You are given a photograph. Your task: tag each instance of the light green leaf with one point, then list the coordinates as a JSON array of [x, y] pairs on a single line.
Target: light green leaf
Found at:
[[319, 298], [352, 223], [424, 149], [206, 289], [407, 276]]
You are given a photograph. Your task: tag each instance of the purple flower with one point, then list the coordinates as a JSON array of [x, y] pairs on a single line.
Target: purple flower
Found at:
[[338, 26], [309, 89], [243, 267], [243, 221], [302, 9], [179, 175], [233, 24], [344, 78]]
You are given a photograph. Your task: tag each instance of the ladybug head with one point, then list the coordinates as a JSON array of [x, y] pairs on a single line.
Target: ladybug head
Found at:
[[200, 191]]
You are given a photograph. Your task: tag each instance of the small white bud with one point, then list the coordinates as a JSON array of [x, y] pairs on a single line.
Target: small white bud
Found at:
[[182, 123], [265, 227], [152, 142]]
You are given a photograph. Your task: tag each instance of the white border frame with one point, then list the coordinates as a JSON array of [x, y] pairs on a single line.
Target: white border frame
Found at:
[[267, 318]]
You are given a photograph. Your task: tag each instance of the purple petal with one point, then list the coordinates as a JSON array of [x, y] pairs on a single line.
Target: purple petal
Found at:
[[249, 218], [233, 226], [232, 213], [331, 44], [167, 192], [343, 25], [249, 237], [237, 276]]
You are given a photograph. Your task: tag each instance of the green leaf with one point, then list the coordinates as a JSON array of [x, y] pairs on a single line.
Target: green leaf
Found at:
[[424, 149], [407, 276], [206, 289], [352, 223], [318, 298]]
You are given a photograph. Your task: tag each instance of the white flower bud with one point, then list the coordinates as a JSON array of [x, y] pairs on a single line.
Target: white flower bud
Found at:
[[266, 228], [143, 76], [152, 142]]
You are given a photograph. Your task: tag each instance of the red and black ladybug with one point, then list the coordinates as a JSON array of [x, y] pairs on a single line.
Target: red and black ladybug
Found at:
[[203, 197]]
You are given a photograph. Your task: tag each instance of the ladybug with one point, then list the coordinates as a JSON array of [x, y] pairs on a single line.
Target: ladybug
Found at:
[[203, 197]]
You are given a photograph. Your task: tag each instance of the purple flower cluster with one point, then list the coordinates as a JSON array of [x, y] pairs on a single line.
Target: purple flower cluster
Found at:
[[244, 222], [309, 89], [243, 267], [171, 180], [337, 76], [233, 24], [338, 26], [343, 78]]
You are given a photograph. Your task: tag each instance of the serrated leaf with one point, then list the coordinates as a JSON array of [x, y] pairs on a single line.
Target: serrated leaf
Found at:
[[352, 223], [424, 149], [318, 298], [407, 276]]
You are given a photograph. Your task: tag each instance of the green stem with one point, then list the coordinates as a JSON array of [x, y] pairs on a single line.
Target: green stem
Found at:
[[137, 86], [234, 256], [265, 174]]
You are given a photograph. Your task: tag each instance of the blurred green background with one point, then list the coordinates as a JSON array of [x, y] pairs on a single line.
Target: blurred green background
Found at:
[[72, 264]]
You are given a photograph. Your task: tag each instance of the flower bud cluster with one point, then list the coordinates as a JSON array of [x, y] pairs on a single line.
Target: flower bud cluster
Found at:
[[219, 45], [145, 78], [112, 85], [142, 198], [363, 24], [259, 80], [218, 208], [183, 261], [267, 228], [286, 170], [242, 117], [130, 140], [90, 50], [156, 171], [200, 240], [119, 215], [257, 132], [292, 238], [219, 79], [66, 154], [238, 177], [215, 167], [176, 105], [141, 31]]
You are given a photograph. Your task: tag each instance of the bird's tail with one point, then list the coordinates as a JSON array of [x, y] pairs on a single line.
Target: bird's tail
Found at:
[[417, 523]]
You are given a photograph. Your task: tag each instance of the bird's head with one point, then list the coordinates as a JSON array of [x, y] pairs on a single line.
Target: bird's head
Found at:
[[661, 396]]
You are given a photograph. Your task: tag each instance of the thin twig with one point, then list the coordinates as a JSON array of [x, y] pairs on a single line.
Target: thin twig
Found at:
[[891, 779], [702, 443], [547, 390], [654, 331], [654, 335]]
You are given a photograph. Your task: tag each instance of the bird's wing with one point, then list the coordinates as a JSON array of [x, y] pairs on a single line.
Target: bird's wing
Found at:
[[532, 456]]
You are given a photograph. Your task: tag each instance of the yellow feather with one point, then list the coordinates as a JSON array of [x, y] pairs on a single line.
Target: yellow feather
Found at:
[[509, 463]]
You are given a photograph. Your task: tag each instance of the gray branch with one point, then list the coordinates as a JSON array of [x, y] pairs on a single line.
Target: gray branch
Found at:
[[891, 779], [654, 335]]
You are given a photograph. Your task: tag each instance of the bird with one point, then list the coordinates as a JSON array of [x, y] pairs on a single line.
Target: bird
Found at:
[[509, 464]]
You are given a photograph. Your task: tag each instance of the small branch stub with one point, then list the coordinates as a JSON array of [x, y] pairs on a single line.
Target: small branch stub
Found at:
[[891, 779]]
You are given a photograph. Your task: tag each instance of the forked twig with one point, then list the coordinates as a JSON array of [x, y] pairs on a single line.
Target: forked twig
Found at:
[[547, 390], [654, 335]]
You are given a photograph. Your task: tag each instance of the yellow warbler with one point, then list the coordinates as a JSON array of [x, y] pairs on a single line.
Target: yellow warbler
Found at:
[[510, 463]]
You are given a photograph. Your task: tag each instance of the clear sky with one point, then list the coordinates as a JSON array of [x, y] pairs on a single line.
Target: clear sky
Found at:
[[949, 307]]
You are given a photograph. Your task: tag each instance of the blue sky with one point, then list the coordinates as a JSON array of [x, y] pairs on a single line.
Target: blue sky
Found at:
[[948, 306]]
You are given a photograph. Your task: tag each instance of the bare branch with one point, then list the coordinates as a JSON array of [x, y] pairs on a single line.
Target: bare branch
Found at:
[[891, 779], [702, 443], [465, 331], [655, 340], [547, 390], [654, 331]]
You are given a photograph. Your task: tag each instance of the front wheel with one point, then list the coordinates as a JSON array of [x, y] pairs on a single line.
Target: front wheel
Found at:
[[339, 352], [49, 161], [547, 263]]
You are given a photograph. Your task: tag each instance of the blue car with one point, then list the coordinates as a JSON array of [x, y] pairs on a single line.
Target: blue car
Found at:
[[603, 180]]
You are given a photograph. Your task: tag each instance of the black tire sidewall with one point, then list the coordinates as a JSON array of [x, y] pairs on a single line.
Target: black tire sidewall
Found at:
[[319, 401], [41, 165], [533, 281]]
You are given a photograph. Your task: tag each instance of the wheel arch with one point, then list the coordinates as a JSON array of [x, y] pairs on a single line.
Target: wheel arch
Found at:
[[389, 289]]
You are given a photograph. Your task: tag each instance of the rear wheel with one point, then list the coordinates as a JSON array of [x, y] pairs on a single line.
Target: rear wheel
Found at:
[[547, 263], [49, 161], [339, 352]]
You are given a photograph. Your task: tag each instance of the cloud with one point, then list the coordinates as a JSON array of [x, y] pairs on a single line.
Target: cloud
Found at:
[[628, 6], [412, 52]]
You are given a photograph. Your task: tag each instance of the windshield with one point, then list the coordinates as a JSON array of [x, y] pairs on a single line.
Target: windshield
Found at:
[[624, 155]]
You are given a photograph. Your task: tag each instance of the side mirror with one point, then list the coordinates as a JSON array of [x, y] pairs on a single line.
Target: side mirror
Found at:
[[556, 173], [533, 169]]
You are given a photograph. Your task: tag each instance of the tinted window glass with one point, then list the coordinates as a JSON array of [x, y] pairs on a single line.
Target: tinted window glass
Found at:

========================

> [What is required] I need each line above reproduced exactly.

> [Task answer]
You are given a photograph. Your task: tag each instance of the light green leaf with one point, then list the coordinates as a JSON array of [x, y] pairs on a single line.
Target: light green leaf
Found at:
[[319, 298], [352, 223], [424, 149], [206, 289], [407, 276]]
You are given a photograph. Your task: tag each instance of the purple flower with one point, then list the coordinates as a JSON array of [x, y] pairs on a single line.
Target: purple flower
Found at:
[[338, 26], [309, 89], [243, 267], [243, 221], [302, 9], [179, 175], [233, 24], [344, 78]]
You are given a photograph. Your task: tag each instance of the ladybug head with one point, then list the coordinates as a JSON array of [x, y] pairs on a single line.
Target: ladybug head
Found at:
[[200, 191]]
You are given a photograph. Your task: tag each instance of the small white bud with one point, then list the coordinates as a JSON array of [x, y] pairs on a single line.
Target: small white bud
Found at:
[[182, 123], [265, 227], [152, 142]]
You are given a photograph. Your task: tag each instance of the white border frame with one point, then list the coordinates as a JSON array of [x, y] pairs on a single line.
Target: white border frame
Found at:
[[267, 318]]
You are given a photograph. Your task: tag each instance of the purple petal with one point, then list the coordinates as a JSON array of [x, y] pairs on a single line.
Target: purple petal
Found at:
[[249, 218], [233, 226], [232, 213], [331, 44], [167, 192], [343, 25], [249, 237], [237, 276]]
You are given a photograph. Your task: tag each instance of the green leaf with one point, then list the coordinates as a JSON array of [x, y] pairs on a single line.
Target: green leaf
Found at:
[[424, 149], [407, 276], [206, 289], [352, 223], [318, 298]]
You are given a photograph. Your task: tag each instance of the white flower bud with one point, then list the coordinates as a JSON array of [x, y] pairs on a single line.
Target: white flower bud
Found at:
[[266, 228], [143, 76], [152, 142]]
You are given a photograph. Your task: tag each instance of the red and black ladybug with one point, then list the coordinates as a JSON array of [x, y] pairs on a single line.
Target: red and black ladybug
Found at:
[[203, 197]]
You are given a photograph. Your task: tag each instance of the ladybug with one point, then list the coordinates as a JSON array of [x, y] pairs on a single line.
Target: ladybug
Found at:
[[203, 197]]
You are given a photograph. Your task: tag each instance of the purple flower cluster with one point, then list the coordinates as a JSON array of [x, y] pairs on a single line.
Target: purple flower cluster
Found at:
[[244, 222], [309, 89], [243, 267], [171, 180], [337, 76], [233, 24], [338, 26], [343, 78]]
You are given a photograph. Your task: tag each instance of the serrated leaf with one point, then list the coordinates as a JSON array of [x, y] pairs on a single line.
Target: serrated leaf
Found at:
[[352, 223], [424, 149], [318, 298], [407, 276]]
You are given a photograph. Your task: tag each instance of the green stem with one point, then list the coordinates as a JSON array of [x, y] pairs on a single line.
Target: green stem
Found at:
[[137, 86], [234, 256], [265, 174]]
You are given a photograph. Your task: tag each instance of the blurred green background with one point, then list the coordinates as a JSON array of [x, y] pairs on a single line.
Target: blurred green background
Found at:
[[72, 264]]
You are given a photograph. Your task: tag each instance of the flower bud cluster with one point, then list the coordinates as a JSON array of [x, y] pairs on a single line.
Target: flower bud cluster
Found at:
[[219, 45], [145, 78], [112, 85], [142, 198], [363, 24], [259, 80], [218, 208], [183, 261], [267, 228], [286, 170], [242, 117], [130, 140], [90, 50], [156, 171], [200, 240], [119, 215], [257, 132], [292, 238], [219, 79], [66, 154], [238, 177], [215, 167], [176, 105], [141, 31]]
You are given a photograph. Your task: tag each instance of the bird's tail with one point, then list the coordinates as a JSON array of [x, y] pairs on a single line.
Target: bird's tail
Found at:
[[417, 523]]
You are given a photograph. Your task: tag each instance of the bird's head with one point, then list the coordinates as a JSON array of [x, y] pairs on a single line.
Target: bird's head
Found at:
[[661, 396]]
You are given a photograph. Your task: tag each instance of the thin twig with one point, then list the coordinates as a JSON array of [x, y] pairs on a single line.
Target: thin twig
Found at:
[[891, 779], [702, 443], [547, 390], [654, 331], [654, 335]]
You are given a photograph. Your task: tag each instance of the bird's wing with one point, then list the coordinates as a JSON array of [x, y] pairs on a single line.
Target: bird's wing
Found at:
[[532, 456]]
You are given a photograph. Your task: tag each instance of the yellow feather with one point, then list the coordinates as a JSON array of [x, y] pairs on a single line.
Target: yellow feather
Found at:
[[509, 463]]
You are given a photograph. Your task: tag each instance of the gray branch with one point, then list the coordinates as a JSON array of [x, y] pairs on a single line.
Target: gray branch
Found at:
[[891, 779], [654, 335]]
You are given a photograph. Your task: tag each instance of the bird with one point, then list the coordinates as a JSON array of [x, y] pairs on a single line.
Target: bird
Found at:
[[509, 464]]
You are given a photograph. Your task: tag each instance of the small branch stub with one point, then list the coordinates as a JSON array of [x, y] pairs on a single line.
Target: small branch stub
Found at:
[[891, 779]]
You are given a photograph. Your task: tag each instance of the forked twig with one point, then list the coordinates as a JSON array of [x, y] pairs on a single line.
Target: forked twig
Found at:
[[547, 390], [654, 335]]
You are given a photograph. Your task: tag each instance of the yellow warbler with one point, then list the coordinates as a JSON array of [x, y] pairs on a single line.
Target: yellow warbler
Found at:
[[510, 463]]
You are given a photograph. Your task: tag each instance of the clear sky with one point, then list the coordinates as a JSON array of [x, y] pairs on a single line.
Target: clear sky
Found at:
[[949, 307]]
You are given a photograph. Your task: tag each instance of the blue sky with one point, then list the coordinates as a JSON array of [x, y] pairs on a single line.
Target: blue sky
Found at:
[[948, 306]]
You are given a photograph. Your task: tag each instance of the bare branch with one point, then list the coordinates as a JSON array of [x, y] pairs on a single line.
Target: bare branch
Found at:
[[891, 779], [702, 443], [465, 331], [655, 340], [547, 390], [654, 331]]
You are given a photograph. Your task: tag each instance of the front wheel with one point, then list the coordinates as a JSON array of [x, y] pairs on a single line.
Target: front wheel
Found at:
[[339, 352], [49, 161], [547, 263]]
You are given a photograph. Your task: tag each instance of the blue car with one point, then list the coordinates as a JSON array of [x, y] pairs on a single line.
Target: blue car
Found at:
[[603, 180]]
You are given a photograph. Your task: tag each instance of the black tire sidewall with one point, then list the coordinates as a JSON array of [x, y] pairs on a single line.
Target: black tire sidewall
Found at:
[[319, 401], [41, 165], [533, 281]]
You are given a photograph. Your task: tag each instance of the wheel arch with one point, then list the coordinates as a JSON array of [x, y] pairs on a single line.
Target: wheel arch
Found at:
[[389, 289]]
You are given a photograph. Your task: tag each instance of the rear wheel with one point, then list the coordinates as a JSON array of [x, y] pairs on a single line.
Target: rear wheel
Found at:
[[547, 263], [49, 161], [339, 352]]
You are given a photograph. Your task: tag each instance of the cloud with one point, then list the coordinates as a JSON array of [x, y] pairs on a single line.
Target: cloud
Found at:
[[628, 6], [412, 52]]
You are given a photograph. Your task: tag each instance of the windshield with one point, then list the coordinates as a JSON array of [x, y] pairs on a single line.
Target: windshield
Found at:
[[624, 155]]
You are given a photograph. Your task: tag each instance of the side mirror with one point, then list the coordinates as a JSON array of [x, y] pairs on a single line.
Target: side mirror
Found at:
[[556, 173], [533, 169]]
You are given a photograph. Your task: tag each instance of the tinted window glass with one point, then list the coordinates as a JSON array of [x, y] pairs on a single line.
Target: tinted window glass
Found at:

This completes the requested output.